§ THE PROBLEM
Copy the lines from the first one through the line that contains "149,64,182,118", swapping "cable knit sweater" for "knitted cardigan" and leaving everything else unchanged.
__________________________________________________
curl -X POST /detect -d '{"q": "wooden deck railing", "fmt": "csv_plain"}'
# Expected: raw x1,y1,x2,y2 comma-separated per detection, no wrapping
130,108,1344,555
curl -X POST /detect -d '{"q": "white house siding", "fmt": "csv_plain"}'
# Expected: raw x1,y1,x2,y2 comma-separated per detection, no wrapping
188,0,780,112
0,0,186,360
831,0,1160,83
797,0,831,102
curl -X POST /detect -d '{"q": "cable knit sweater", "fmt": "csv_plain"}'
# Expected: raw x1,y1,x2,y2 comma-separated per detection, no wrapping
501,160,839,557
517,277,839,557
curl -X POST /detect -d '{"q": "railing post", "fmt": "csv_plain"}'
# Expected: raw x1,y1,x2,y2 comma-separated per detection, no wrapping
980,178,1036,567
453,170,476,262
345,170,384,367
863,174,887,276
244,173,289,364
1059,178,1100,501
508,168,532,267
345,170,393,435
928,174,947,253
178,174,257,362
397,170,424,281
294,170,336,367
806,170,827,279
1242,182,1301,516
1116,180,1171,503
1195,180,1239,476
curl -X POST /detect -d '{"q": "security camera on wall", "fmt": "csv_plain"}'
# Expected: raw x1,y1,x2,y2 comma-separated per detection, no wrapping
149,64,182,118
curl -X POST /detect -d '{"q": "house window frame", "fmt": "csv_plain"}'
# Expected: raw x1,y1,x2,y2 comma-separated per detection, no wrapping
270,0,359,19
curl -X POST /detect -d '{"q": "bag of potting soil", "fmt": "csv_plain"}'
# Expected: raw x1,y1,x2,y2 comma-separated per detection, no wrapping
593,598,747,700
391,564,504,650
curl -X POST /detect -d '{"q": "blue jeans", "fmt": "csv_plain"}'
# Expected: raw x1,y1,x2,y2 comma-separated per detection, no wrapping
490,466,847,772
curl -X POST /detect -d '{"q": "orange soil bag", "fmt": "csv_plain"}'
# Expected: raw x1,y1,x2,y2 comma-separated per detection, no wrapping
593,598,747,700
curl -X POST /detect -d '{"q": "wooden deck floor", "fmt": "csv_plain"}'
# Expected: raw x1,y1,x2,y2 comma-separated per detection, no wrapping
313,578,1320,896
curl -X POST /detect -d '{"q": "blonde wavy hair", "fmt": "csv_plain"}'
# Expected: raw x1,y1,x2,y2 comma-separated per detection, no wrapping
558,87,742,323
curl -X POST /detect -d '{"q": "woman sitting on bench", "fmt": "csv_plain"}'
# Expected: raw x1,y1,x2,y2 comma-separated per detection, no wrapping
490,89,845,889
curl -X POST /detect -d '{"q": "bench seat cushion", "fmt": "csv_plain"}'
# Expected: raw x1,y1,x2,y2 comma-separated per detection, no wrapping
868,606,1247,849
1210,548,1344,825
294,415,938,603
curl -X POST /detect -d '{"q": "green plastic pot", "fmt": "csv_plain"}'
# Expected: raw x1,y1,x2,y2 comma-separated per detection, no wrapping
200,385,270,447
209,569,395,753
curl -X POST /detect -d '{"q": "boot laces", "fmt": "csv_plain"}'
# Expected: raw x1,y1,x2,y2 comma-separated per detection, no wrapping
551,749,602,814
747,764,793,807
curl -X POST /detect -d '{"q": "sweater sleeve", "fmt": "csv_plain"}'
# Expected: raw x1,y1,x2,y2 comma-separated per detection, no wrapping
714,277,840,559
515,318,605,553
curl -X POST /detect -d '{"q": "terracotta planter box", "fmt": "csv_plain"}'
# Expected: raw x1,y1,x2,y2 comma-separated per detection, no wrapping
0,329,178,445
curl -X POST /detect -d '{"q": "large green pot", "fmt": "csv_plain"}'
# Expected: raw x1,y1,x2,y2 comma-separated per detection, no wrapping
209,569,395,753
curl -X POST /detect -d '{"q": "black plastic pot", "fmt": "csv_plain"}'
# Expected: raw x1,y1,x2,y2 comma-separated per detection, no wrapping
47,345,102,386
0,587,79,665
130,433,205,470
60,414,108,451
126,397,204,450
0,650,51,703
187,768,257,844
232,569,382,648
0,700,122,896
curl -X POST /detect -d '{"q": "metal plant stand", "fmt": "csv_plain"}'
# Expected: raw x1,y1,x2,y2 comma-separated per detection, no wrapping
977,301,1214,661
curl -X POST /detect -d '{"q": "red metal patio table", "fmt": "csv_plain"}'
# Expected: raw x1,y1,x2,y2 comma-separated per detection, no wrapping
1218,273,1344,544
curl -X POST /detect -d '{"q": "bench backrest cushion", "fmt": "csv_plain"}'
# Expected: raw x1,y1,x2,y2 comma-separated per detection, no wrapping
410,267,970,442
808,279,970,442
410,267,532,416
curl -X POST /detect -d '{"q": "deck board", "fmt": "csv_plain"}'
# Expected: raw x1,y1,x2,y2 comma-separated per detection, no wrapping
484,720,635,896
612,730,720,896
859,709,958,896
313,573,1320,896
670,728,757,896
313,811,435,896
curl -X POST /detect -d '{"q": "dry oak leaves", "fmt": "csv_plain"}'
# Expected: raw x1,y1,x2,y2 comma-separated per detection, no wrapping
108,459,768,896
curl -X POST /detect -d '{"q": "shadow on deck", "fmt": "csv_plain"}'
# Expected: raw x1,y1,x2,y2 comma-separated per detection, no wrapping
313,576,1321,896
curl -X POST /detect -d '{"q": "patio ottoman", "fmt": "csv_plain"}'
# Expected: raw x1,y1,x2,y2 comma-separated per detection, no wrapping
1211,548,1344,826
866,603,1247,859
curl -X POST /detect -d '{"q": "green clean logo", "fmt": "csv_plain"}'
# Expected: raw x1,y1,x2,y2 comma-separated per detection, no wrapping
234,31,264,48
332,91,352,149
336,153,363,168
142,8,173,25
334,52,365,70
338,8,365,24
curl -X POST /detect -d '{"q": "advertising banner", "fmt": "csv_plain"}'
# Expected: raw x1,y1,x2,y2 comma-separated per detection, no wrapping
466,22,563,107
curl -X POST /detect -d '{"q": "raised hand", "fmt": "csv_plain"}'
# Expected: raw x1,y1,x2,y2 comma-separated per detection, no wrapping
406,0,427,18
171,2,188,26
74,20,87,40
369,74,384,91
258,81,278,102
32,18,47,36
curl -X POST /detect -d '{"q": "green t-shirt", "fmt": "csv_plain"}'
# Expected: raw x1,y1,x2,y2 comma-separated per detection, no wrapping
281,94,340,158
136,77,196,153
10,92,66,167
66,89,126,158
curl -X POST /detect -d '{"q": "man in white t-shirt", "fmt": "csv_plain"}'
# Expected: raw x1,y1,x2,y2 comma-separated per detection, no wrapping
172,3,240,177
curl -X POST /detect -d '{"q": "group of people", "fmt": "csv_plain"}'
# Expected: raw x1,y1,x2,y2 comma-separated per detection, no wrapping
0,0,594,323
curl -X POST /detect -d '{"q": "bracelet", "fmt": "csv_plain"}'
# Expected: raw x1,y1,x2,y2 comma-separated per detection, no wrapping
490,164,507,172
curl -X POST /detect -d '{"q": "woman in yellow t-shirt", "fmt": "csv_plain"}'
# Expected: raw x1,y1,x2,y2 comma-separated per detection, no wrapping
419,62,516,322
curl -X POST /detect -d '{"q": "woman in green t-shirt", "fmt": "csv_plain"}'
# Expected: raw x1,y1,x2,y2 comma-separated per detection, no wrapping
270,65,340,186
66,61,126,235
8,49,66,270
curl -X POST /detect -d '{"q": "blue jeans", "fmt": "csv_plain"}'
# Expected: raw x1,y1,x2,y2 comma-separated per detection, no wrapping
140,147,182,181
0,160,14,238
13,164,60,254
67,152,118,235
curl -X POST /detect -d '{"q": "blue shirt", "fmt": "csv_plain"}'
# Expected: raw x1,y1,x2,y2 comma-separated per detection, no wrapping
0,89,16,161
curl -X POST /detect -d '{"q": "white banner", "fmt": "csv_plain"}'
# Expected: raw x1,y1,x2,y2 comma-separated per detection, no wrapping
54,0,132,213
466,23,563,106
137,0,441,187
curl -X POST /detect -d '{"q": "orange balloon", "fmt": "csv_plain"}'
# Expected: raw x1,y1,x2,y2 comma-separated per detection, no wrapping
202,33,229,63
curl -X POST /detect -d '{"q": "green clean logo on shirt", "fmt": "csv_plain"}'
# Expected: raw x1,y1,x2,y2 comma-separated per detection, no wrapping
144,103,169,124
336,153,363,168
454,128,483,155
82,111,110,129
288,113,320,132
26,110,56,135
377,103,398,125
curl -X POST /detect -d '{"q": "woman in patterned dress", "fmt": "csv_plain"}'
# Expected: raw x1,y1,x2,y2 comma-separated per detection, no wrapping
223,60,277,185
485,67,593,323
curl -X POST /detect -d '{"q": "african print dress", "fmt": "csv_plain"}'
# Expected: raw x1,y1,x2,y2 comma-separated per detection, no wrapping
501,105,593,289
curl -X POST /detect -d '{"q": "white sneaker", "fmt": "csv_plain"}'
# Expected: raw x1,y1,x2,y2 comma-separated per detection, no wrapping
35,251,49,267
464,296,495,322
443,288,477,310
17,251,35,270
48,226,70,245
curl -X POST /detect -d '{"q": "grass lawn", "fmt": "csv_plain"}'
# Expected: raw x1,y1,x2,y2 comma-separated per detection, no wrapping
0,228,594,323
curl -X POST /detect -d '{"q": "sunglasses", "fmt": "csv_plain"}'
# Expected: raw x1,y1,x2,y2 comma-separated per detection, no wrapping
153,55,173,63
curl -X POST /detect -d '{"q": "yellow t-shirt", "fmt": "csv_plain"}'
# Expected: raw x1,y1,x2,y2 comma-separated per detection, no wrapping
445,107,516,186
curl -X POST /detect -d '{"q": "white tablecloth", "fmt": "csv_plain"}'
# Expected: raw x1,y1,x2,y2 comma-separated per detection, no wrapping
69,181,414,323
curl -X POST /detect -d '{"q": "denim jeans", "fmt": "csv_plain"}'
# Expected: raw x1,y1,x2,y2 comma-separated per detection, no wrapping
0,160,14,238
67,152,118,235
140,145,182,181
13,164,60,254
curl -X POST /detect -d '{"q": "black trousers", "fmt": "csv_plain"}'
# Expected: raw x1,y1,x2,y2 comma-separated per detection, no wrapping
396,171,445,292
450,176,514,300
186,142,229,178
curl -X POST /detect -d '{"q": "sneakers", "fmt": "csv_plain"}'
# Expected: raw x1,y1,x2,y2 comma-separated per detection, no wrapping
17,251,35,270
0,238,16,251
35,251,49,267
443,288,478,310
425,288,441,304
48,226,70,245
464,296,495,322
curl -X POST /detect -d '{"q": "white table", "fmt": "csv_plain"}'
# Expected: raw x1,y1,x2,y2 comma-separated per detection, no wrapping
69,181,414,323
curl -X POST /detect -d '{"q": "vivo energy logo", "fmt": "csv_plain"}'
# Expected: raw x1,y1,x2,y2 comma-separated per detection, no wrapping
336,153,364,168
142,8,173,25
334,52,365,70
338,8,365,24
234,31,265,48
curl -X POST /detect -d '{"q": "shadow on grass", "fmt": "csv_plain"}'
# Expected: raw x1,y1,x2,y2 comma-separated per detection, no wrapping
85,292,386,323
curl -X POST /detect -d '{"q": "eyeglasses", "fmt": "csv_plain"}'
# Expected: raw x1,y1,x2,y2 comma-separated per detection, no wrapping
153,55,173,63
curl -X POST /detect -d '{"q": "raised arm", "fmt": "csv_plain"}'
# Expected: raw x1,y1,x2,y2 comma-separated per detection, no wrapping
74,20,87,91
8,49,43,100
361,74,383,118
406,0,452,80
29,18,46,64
__________________________________________________
§ CORRECT ANSWER
curl -X POST /detect -d '{"q": "wooden deck railing", "fmt": "csv_plain"}'
# Expected: raw x1,y1,x2,y2 comma-separated per detection, no wrapping
130,108,1344,555
curl -X POST /detect -d '{"q": "white house siding", "fmt": "csv_plain"}'
# Expected: raw x1,y1,x2,y2 comma-separated per detection, no wrapping
188,0,780,112
0,0,186,360
831,0,1160,83
797,0,831,102
curl -X POST /detect -d '{"q": "knitted cardigan", "fmt": "csv_plain"}'
# Expected: raw x1,y1,x2,y2 comma-separated per detection, no wrapping
501,160,839,557
517,277,839,557
curl -X POST /detect -d '{"q": "railing post", "fmt": "csv_plain"}'
# Expected: raw x1,y1,x2,y2 comma-separated per detection, no wrapping
980,178,1036,567
453,170,476,262
345,170,384,367
863,174,887,276
244,173,289,364
1059,178,1100,501
508,168,532,267
345,170,393,435
928,174,947,253
178,174,257,362
397,170,424,281
294,170,336,367
806,170,827,279
1242,182,1301,516
1116,180,1171,503
1195,180,1239,476
curl -X POST /detect -d '{"q": "security camera on wall", "fmt": "csv_plain"}'
# Expected: raw x1,y1,x2,y2 comma-separated per detection, no wrapping
149,64,182,118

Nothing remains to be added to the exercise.